• **Data for the task**:

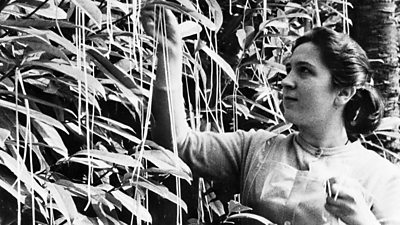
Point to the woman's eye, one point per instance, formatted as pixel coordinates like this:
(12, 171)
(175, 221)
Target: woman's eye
(288, 69)
(304, 70)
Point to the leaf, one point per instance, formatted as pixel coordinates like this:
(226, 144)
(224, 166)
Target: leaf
(182, 9)
(4, 135)
(124, 82)
(91, 10)
(389, 123)
(167, 161)
(51, 137)
(250, 216)
(236, 207)
(159, 189)
(73, 72)
(120, 132)
(117, 158)
(121, 125)
(37, 23)
(48, 10)
(38, 100)
(64, 201)
(95, 163)
(8, 184)
(189, 28)
(23, 174)
(219, 60)
(395, 135)
(217, 13)
(132, 205)
(45, 47)
(50, 35)
(34, 114)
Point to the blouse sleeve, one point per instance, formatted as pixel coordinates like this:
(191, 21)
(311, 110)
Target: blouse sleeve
(220, 155)
(386, 206)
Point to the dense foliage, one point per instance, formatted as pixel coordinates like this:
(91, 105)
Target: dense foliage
(75, 86)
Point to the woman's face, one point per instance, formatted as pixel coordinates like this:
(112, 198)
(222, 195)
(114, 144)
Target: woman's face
(308, 93)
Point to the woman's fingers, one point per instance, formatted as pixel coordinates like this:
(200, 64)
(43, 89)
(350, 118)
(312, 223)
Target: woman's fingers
(161, 24)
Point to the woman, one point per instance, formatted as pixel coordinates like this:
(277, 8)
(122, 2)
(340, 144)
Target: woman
(320, 175)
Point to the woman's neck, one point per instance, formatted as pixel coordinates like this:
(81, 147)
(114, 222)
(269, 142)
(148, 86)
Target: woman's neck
(324, 137)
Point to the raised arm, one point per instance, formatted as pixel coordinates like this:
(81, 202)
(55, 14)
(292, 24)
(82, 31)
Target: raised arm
(168, 103)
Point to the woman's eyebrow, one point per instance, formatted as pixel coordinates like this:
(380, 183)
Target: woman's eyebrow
(304, 63)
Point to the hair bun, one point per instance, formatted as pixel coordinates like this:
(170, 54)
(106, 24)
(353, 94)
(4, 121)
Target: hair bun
(363, 112)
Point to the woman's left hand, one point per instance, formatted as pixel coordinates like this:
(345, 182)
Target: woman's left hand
(346, 201)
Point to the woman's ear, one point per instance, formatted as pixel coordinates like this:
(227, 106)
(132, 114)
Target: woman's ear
(344, 95)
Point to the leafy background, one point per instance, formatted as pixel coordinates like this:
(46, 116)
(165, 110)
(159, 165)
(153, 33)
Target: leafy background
(75, 94)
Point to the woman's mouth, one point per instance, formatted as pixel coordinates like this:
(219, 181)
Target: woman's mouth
(288, 98)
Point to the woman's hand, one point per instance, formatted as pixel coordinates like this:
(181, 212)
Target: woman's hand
(161, 24)
(346, 201)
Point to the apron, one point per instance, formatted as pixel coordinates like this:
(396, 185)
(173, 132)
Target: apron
(288, 196)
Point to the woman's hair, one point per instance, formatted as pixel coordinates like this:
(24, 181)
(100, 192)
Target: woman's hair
(349, 66)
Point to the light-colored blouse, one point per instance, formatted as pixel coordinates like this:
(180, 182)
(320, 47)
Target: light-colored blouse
(284, 179)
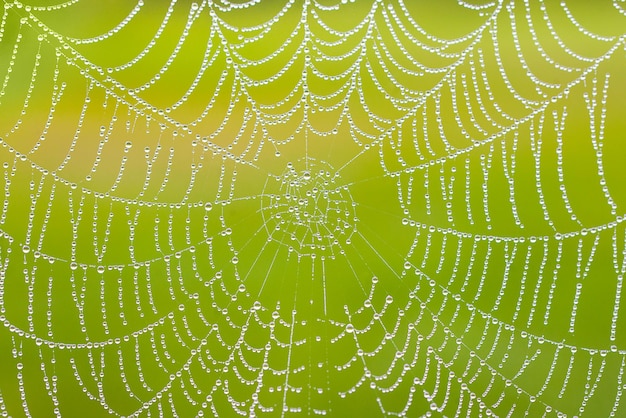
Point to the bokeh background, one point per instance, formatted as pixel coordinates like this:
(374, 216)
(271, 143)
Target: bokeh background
(360, 208)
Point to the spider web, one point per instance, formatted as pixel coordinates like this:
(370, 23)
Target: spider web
(312, 207)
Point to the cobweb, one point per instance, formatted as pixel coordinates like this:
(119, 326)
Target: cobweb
(312, 207)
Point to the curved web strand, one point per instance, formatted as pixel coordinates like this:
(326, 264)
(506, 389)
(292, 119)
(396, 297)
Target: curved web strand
(311, 208)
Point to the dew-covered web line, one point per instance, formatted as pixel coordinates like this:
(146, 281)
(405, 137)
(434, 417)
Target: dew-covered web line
(312, 208)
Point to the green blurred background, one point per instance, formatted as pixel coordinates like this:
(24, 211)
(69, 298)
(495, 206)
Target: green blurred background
(154, 262)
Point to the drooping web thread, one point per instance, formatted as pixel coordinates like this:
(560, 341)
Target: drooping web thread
(314, 208)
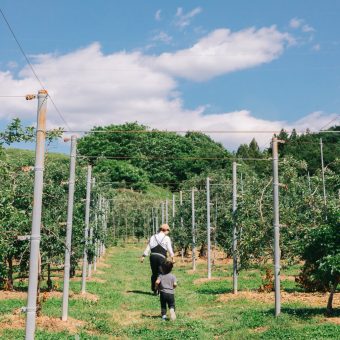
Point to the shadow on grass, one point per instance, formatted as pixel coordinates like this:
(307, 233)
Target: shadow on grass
(214, 290)
(148, 316)
(139, 292)
(307, 313)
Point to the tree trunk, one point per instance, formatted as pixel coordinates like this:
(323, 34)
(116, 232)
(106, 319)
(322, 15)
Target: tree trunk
(49, 280)
(330, 299)
(10, 273)
(203, 250)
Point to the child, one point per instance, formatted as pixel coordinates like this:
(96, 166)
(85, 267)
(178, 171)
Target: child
(166, 283)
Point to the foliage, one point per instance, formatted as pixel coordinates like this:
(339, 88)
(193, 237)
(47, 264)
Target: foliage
(321, 253)
(164, 157)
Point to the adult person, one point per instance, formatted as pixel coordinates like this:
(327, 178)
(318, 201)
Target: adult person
(158, 247)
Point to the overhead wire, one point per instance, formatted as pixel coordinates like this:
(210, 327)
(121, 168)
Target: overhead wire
(31, 67)
(173, 158)
(191, 131)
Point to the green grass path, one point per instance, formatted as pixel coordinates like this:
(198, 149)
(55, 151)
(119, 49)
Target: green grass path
(126, 310)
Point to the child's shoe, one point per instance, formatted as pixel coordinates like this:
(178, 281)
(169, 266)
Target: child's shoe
(172, 314)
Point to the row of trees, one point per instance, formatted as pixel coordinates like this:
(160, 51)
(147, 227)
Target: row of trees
(135, 171)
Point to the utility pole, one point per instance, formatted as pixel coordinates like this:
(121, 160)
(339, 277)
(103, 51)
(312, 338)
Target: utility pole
(67, 266)
(193, 228)
(89, 274)
(167, 211)
(157, 224)
(234, 228)
(87, 224)
(323, 173)
(96, 228)
(162, 208)
(182, 223)
(153, 222)
(277, 253)
(36, 216)
(208, 228)
(173, 211)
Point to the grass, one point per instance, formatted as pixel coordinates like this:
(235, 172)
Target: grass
(126, 310)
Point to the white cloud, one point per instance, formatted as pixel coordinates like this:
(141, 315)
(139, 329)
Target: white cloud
(12, 64)
(158, 15)
(91, 88)
(182, 19)
(316, 47)
(295, 23)
(307, 28)
(223, 51)
(163, 37)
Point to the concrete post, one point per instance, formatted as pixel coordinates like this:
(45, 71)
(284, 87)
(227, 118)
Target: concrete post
(67, 265)
(87, 224)
(193, 228)
(36, 216)
(234, 228)
(276, 227)
(208, 228)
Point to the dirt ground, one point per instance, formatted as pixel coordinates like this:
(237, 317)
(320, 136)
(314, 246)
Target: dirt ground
(311, 299)
(17, 321)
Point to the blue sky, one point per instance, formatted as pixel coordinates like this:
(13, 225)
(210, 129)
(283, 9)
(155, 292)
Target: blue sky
(227, 65)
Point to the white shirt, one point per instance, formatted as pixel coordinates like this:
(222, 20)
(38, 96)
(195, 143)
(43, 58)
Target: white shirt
(159, 239)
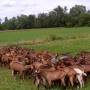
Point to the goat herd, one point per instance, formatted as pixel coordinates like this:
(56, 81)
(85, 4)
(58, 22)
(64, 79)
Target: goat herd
(46, 68)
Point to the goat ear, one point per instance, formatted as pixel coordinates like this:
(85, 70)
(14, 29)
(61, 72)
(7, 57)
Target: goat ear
(77, 73)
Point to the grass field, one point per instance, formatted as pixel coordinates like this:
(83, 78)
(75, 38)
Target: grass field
(71, 40)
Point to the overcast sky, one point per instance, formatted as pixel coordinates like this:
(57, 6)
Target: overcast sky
(12, 8)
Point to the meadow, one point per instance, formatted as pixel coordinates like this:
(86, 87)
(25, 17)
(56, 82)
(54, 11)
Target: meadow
(71, 40)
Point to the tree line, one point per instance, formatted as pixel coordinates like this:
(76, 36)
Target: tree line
(58, 17)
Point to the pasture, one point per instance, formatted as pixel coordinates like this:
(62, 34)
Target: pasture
(71, 40)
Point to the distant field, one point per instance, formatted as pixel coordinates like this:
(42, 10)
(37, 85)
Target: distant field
(71, 40)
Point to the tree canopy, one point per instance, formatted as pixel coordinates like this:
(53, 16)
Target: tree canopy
(58, 17)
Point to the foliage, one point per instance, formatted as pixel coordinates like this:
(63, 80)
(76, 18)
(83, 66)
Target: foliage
(58, 17)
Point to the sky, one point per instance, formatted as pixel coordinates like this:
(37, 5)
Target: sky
(12, 8)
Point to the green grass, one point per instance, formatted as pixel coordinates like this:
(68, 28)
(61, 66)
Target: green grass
(72, 40)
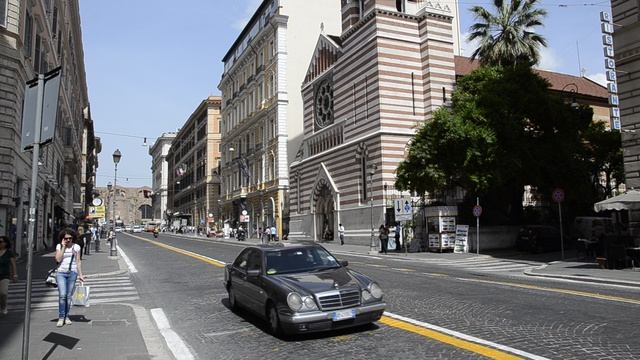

• **What the task requires**: Give back, exactly and with nothing added, the lines from the line with "Target: distant field" through the final line of the data, both included; leave pictures out.

• **Written answer**:
Target: distant field
(71, 40)
Point to the tree canopy, one point per instance, formatted as pixel coordinates like this:
(53, 16)
Target: tree canopy
(58, 17)
Point to the foliage, one point per instance, formatted as pixel coordinates like this:
(63, 80)
(76, 18)
(83, 66)
Target: foliage
(58, 17)
Point to the sky, one point per instance, formatted as pixel coordinates like this:
(37, 5)
Target: sky
(12, 8)
Point to the green grass, one point per instance, formatted as pixel coordinates like this:
(68, 28)
(61, 66)
Target: green grass
(72, 40)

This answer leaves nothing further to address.